**WHAT IS EXPECTED**
Set out the lines of the listing from the line containing "Consider the photo above. Spot each instance of the woman and" through the line containing "Consider the photo above. Spot each instance of the eyebrow", inclusive, as a numbered list, omitting any blank lines.

**Pointing and labeling entries**
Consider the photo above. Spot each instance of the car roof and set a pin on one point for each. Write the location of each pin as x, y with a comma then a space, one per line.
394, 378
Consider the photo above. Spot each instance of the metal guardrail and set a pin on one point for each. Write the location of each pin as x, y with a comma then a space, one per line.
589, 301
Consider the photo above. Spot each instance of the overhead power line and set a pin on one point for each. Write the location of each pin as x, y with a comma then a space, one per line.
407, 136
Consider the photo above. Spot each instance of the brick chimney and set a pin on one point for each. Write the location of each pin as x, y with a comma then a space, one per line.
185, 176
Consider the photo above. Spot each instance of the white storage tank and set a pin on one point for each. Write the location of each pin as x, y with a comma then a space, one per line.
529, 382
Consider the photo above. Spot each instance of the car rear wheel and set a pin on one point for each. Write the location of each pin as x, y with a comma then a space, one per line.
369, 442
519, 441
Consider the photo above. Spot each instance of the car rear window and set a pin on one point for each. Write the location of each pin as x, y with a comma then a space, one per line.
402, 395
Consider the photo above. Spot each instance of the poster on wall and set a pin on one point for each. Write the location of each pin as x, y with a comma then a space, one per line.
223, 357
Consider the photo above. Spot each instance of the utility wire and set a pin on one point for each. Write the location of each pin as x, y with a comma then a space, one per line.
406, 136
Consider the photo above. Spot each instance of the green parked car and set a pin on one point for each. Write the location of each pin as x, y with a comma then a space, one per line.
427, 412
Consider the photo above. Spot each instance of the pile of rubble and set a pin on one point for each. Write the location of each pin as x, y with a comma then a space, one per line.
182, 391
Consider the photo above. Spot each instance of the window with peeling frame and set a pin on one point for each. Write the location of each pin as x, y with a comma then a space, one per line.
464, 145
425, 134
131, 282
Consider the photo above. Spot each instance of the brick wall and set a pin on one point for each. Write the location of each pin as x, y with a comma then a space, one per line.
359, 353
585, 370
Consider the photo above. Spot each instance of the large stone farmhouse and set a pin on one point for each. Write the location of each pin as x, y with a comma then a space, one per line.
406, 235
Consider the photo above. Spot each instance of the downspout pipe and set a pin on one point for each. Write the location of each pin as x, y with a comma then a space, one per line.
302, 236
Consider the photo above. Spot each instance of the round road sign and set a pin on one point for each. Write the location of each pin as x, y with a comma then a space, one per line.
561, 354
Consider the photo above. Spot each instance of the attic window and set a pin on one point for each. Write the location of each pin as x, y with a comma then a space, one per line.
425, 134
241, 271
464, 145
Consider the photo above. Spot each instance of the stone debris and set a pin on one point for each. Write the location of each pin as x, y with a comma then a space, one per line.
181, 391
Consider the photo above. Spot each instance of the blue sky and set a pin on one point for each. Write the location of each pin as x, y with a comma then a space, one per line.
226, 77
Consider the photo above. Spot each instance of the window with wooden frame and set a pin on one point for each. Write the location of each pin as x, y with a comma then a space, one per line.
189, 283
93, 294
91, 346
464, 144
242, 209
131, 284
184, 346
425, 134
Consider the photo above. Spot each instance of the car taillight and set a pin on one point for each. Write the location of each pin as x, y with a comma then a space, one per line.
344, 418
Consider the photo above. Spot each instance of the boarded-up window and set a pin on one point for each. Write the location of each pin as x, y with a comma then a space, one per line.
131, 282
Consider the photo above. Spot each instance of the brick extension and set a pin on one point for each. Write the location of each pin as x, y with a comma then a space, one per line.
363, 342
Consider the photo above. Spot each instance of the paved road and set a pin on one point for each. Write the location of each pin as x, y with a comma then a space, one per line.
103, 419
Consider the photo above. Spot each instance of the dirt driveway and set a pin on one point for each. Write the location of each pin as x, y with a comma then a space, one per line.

--

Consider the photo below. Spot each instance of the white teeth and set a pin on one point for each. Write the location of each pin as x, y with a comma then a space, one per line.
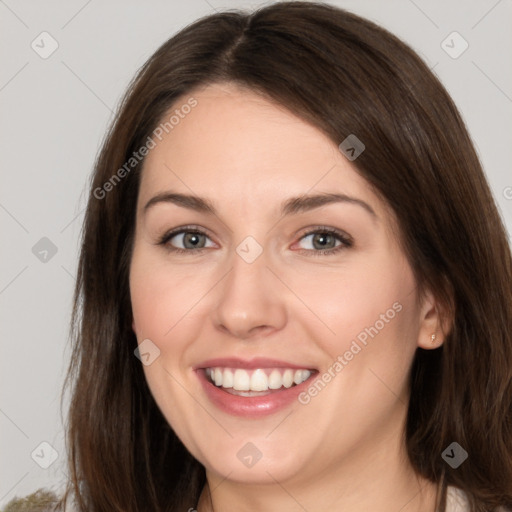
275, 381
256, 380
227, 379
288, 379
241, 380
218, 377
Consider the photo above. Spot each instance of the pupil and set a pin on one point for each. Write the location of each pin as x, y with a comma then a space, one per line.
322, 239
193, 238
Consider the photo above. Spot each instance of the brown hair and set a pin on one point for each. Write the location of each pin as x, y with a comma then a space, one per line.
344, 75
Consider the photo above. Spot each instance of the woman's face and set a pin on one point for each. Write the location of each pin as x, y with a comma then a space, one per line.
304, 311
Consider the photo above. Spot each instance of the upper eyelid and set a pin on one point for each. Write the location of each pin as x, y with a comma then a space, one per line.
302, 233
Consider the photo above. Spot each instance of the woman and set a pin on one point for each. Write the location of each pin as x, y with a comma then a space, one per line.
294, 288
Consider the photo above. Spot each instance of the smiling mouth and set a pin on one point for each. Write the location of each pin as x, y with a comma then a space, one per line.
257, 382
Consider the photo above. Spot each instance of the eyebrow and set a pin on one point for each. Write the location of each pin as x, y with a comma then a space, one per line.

**RESULT FOR THIS EXERCISE**
1. Consider the photo above. Spot each instance of the woman and set a pin on one point for each. Write the location of each pin as x, y with a comma then a space, one per line.
2. 294, 288
3. Consider the photo above. Spot each instance of the smiling mouth and set a pin on one point for each. Write the location of each pin as x, y with a comma then a space, one per line.
4. 257, 382
5. Consider the photo above. Spot each instance of the eyebrow and set a pin on one point for each. Write the location of each pin as x, y with a comma then a space, one per line.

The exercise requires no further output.